Tarefa —
Responda com base no texto sobre a poesia de Alberto da Cunha Melo, mais abaixo:
1. De qual geração Alberto da Cunha Melo é apontado como um dos expoentes?
2. Quais são as três formas de poesia que o texto propõe considerar?
3. Que poetas são citados como exemplos da poesia de mármore?

A grande poesia de ALBERTO DA CUNHA MELO, poeta pernambucano

 


Alberto da Cunha Melo, um dos expoentes da chamada "Geração de 65", em Pernambuco foi sem dúvida alguma, um dos maiores poetas da língua portuguesa, no século XXI. 

Sersank








Uma poesia de sangue

 

Escrito por Ângelo Monteiro   

Sex, 01 de Fevereiro de 2008



Podemos considerar, pelo menos, três formas de poesia: a de sangue, a de mármore e a de gesso. A de sangue se caracteriza pelo intercâmbio vital entre o homem e a realidade, mesmo quando se constela de significados que a ambos possam transcender. A poesia de mármore pela propriedade de superar as crispações do seu tempo, por habitar estrategicamente um espaço impenetrável tanto aos ventos quanto às ondas. E a poesia de gesso que, à margem quer das exigências do tempo, quer dos sopros da eternidade, é fofa e oca mas — porque irremissivelmente decorativa, pois ninguém reza a santos de gesso — tende ao solene e a um solene que não conheça nenhuma forma de contradição. Nem mesmo a de confundir continuamente fôrma com forma. 

Alberto da Cunha Melo pertence à poesia que, entranhada no sangue, como a de um Augusto dos Anjos, no Brasil, e a do heterônimo de Fernando Pessoa, Álvaro de Campos, em Portugal, pouca relação aparenta com o mármore e, menos ainda, com o gesso. O poeta que escreve: “Viver, simplesmente viver,/ meu cão faz isso muito bem:/ quero dentes mais fortes,/ quero a poesia que for possível,” se não demonstra boa compreensão com a águia e a serpente nietzschianas — o vôo aquilino da razão e o retorno à circularidade da terra — , muito menos se acomodaria com os passarinhos de gesso ou com os anjinhos de procissão.

Enquanto a poesia de mármore resiste às afecções das conjunturas, como em um Rilke ou em um Fernando Pessoa ortônimo, a de sangue faz dessas mesmas conjunturas o alicerce do próprio canto. O poeta para quem “a palavra Deus está fria/ como uma máquina ao relento”, sabe o que vale o peso da historicidade para o pulsar do próprio sangue, e embora não pretenda enfrentar o mundo com a consistência e a constância do mármore, do mesmo modo estará distante de acreditar em monumentos de gesso que, ao iludirem pela faiscante brancura da aparência, costuma fazer da superfície toda sua profundidade.

[Entradas de um conjunto de dados]
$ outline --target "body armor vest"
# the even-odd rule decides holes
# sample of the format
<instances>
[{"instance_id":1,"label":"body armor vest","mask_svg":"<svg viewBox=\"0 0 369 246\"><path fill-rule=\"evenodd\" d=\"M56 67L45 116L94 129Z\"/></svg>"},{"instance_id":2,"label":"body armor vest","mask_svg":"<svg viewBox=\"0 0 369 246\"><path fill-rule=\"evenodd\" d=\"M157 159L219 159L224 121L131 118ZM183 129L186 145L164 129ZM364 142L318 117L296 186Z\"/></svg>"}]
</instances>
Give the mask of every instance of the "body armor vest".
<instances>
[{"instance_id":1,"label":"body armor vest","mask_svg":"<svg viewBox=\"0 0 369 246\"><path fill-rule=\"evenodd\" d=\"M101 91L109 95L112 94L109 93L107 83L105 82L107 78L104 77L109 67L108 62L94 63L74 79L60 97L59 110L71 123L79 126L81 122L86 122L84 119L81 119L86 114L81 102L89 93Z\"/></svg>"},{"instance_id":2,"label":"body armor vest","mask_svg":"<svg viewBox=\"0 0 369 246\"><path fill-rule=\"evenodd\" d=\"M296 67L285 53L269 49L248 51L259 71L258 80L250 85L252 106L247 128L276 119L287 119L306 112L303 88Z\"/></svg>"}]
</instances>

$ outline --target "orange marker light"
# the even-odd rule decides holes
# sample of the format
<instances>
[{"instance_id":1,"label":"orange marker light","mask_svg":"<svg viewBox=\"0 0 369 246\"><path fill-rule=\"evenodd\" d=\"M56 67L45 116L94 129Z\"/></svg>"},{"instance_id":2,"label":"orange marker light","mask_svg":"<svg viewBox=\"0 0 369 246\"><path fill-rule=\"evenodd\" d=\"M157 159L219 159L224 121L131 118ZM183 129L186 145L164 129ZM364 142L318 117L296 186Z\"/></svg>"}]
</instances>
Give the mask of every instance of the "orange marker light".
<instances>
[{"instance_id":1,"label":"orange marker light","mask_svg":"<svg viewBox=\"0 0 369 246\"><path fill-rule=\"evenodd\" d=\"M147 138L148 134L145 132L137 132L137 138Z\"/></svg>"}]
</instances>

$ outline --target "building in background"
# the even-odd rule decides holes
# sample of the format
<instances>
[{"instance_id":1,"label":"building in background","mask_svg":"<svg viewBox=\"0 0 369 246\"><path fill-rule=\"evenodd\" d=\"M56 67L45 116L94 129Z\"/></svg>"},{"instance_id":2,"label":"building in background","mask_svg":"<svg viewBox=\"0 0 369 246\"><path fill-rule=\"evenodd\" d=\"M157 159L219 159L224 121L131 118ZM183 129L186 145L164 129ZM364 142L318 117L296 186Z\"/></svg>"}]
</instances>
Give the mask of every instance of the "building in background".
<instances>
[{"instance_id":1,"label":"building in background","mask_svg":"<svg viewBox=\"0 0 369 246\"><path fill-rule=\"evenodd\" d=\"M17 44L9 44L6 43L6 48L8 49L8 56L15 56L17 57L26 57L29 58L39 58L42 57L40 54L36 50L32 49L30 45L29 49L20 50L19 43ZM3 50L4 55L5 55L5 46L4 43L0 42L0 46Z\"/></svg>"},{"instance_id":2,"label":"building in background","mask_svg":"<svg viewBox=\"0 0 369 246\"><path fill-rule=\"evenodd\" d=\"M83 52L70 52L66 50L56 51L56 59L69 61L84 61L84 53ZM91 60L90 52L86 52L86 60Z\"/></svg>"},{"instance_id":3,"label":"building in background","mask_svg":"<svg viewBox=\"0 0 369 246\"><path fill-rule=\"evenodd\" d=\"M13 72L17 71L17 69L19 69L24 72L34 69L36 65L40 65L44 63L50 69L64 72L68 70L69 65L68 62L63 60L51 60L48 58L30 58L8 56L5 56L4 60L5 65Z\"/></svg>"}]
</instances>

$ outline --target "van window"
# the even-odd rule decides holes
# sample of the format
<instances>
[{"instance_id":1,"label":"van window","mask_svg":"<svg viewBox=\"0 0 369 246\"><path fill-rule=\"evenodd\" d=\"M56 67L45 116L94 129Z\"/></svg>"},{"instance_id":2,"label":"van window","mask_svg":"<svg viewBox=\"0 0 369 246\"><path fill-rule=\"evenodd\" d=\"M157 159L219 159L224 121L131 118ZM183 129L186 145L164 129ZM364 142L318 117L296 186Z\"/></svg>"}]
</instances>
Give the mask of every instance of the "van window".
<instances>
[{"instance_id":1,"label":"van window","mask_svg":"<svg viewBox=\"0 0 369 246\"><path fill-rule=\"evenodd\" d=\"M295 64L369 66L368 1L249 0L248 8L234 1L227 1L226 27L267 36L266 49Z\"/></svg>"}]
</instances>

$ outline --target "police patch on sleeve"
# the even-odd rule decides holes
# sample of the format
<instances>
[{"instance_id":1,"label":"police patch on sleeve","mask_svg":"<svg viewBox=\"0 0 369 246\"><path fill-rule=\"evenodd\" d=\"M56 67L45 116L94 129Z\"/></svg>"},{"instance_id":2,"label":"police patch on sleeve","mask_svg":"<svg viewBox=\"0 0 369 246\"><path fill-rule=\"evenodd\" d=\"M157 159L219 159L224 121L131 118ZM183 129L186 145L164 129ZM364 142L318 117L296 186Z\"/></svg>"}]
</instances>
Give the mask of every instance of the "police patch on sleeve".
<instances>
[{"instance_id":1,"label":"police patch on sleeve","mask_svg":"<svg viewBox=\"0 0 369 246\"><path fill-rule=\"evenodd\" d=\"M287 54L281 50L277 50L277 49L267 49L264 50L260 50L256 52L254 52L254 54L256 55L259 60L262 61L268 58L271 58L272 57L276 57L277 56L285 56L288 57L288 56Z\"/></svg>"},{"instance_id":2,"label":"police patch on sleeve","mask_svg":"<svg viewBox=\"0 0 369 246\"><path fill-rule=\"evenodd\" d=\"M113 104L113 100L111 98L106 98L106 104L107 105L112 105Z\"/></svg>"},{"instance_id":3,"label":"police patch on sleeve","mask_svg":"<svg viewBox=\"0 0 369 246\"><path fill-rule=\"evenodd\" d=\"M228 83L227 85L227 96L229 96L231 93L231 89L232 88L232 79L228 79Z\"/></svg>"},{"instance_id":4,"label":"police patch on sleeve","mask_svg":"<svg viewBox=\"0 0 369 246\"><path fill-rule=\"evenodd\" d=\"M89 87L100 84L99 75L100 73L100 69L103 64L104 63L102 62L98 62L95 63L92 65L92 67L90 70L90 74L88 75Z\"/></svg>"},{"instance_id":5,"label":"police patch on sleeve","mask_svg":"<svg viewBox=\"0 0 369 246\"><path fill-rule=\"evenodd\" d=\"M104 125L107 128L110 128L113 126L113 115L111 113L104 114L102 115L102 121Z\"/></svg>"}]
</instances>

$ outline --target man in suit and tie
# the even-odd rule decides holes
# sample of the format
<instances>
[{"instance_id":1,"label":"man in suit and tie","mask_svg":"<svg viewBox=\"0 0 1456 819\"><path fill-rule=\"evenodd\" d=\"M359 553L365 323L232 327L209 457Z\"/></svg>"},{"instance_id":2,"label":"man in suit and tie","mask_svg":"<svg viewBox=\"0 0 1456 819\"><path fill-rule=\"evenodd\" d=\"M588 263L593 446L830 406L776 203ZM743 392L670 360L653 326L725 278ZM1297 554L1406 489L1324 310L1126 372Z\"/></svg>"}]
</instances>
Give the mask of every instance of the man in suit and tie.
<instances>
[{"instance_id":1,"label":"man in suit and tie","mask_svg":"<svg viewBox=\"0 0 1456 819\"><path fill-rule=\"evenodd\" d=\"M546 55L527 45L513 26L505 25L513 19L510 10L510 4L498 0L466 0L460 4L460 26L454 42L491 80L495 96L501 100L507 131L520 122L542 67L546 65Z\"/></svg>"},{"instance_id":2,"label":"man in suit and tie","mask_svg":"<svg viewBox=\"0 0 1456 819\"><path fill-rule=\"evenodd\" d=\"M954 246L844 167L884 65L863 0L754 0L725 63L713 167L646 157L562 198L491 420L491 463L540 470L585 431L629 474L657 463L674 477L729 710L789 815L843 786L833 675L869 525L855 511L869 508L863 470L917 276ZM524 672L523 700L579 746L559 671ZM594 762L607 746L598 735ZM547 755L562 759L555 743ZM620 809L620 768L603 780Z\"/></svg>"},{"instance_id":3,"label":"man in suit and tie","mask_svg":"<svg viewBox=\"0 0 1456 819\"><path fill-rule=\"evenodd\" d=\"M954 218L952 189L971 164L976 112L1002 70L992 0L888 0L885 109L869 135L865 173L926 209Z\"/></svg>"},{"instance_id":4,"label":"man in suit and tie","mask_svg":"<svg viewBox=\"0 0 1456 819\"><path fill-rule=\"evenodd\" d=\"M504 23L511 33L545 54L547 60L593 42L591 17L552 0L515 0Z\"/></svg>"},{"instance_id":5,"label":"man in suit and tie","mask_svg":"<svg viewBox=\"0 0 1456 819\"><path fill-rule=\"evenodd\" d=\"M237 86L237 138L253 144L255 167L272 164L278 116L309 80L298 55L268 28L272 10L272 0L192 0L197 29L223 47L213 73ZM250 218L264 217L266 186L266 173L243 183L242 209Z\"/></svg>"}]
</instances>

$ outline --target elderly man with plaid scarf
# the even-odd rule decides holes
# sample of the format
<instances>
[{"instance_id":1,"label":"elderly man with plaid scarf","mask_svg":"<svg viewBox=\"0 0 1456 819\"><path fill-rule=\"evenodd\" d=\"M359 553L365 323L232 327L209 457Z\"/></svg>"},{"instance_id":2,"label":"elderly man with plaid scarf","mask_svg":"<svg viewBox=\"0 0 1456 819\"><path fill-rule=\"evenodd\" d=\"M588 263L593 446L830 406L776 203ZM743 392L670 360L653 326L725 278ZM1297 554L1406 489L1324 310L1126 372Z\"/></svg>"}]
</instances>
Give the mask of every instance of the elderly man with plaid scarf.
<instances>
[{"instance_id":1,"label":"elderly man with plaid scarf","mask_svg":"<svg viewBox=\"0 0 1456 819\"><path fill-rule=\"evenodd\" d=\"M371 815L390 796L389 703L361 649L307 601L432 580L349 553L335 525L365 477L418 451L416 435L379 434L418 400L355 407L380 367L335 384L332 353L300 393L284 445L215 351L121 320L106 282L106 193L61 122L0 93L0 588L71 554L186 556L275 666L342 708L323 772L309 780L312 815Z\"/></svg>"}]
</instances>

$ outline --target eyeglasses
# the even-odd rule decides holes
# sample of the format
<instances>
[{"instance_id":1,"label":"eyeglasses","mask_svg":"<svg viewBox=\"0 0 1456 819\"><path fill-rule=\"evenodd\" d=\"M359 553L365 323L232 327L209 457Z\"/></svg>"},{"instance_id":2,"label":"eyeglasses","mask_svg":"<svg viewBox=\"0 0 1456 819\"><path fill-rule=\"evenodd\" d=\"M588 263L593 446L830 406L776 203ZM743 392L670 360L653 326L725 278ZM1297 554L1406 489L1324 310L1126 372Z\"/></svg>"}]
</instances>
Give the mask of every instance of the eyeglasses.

Resposta —
1. Da chamada "Geração de 65", em Pernambuco.
2. A poesia de sangue, a de mármore e a de gesso.
3. Rilke e Fernando Pessoa ortônimo.